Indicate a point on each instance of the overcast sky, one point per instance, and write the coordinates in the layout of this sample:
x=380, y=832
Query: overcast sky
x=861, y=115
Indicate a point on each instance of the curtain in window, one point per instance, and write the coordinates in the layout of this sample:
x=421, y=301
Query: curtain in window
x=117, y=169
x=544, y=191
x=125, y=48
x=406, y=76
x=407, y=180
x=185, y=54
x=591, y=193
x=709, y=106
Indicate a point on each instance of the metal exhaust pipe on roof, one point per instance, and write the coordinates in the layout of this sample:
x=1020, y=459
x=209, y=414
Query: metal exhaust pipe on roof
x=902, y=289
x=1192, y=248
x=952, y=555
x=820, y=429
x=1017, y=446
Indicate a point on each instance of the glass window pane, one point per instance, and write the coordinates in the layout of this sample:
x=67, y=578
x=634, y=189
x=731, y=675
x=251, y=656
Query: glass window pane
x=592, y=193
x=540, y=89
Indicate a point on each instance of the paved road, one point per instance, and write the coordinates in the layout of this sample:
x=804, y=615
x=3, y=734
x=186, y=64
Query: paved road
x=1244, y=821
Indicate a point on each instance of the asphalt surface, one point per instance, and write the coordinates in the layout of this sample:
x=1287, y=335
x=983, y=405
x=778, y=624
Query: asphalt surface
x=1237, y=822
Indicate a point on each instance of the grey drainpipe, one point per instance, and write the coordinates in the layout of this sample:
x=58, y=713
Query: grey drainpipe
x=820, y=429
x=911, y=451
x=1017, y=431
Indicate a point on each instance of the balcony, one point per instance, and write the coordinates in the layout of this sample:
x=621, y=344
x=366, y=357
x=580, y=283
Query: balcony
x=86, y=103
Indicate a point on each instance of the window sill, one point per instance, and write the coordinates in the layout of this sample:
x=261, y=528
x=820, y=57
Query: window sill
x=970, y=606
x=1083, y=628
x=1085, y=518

+++

* TASK DESCRIPTION:
Search the preceding listing for the word "Indicate" and pull out every line that holds it.

* ANSWER TO THIS EXERCISE:
Indicate a point on each instance of the overcast sky, one point per instance, and write the coordinates in the layout of this sample:
Indicate a point on each instance of the curtain in window, one point per instance, and write the coordinates in the layout of this sample:
Indicate a point on each instance of the metal exhaust pipe on roof, one point per instance, and write the coordinates in the layout of this sample:
Indicate a point on each instance of the glass window pane, one point per instance, and write the coordinates in the layout of this sample:
Indicate a point on each instance of the paved road, one point per instance, and write the coordinates in the layout of this sample:
Indicate a point on each instance of the asphalt surface, one point per instance, and write the coordinates in the layout of this sample:
Indicate a point on each instance of the grey drainpipe, one point per instance, and write the coordinates in the layout of this sample:
Indicate a point on each instance of the balcony, one point per instance, and write the coordinates in the layout of this sample:
Indicate a point on each instance of the window sill, one point per instance, and write the coordinates in the layout of this sample:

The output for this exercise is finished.